_Work task_
Please retype every item below exactly as it appears, line for line.

_Data for the task_
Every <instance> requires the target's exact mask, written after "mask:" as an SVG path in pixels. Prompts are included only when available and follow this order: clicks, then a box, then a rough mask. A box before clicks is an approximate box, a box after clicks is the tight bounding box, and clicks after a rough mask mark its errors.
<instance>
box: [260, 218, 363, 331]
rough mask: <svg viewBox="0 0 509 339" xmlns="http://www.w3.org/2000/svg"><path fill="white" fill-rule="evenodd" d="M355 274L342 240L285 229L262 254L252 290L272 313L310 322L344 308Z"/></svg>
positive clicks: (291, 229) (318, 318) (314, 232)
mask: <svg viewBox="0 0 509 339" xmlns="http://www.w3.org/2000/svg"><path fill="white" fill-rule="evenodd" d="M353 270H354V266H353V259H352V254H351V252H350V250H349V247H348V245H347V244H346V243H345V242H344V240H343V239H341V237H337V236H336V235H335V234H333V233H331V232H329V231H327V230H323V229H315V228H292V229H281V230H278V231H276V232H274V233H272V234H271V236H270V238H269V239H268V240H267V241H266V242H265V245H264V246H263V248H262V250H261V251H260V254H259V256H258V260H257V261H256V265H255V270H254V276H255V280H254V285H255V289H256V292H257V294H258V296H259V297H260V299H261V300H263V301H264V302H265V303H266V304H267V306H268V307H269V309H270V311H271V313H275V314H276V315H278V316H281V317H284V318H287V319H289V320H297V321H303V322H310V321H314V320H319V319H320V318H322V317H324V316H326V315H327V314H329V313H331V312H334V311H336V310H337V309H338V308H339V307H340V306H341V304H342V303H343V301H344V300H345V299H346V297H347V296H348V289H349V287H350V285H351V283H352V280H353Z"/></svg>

_Answer to this exercise_
Every <instance> requires the target's exact mask, written after "mask:" as an SVG path in pixels. Prompts are included only when available and follow this order: clicks, then a box, then a rough mask. A box before clicks is an approximate box, a box after clicks is the tight bounding box, and clicks after a rough mask mark its errors.
<instance>
box: [260, 218, 363, 331]
rough mask: <svg viewBox="0 0 509 339" xmlns="http://www.w3.org/2000/svg"><path fill="white" fill-rule="evenodd" d="M355 274L342 240L285 229L262 254L252 290L272 313L310 322L344 308Z"/></svg>
positive clicks: (291, 229) (318, 318) (314, 232)
mask: <svg viewBox="0 0 509 339" xmlns="http://www.w3.org/2000/svg"><path fill="white" fill-rule="evenodd" d="M353 270H354V266H353V259H352V254H351V252H350V250H349V247H348V245H347V244H346V243H345V242H344V240H343V239H341V237H337V236H336V235H335V234H333V233H331V232H329V231H327V230H323V229H315V228H292V229H281V230H278V231H276V232H274V233H272V234H271V236H270V238H269V239H268V240H267V241H266V242H265V245H264V246H263V248H262V250H261V251H260V254H259V256H258V260H257V261H256V265H255V270H254V276H255V280H254V285H255V289H256V292H257V294H258V296H259V297H260V299H261V300H263V301H264V302H265V303H266V304H267V306H268V307H269V309H270V311H271V313H275V314H276V315H278V316H281V317H284V318H287V319H289V320H297V321H303V322H310V321H314V320H319V319H320V318H322V317H324V316H326V315H327V314H329V313H331V312H334V311H336V310H337V309H338V308H339V307H340V306H341V304H342V303H343V301H344V300H345V299H346V297H347V296H348V289H349V287H350V285H351V283H352V280H353Z"/></svg>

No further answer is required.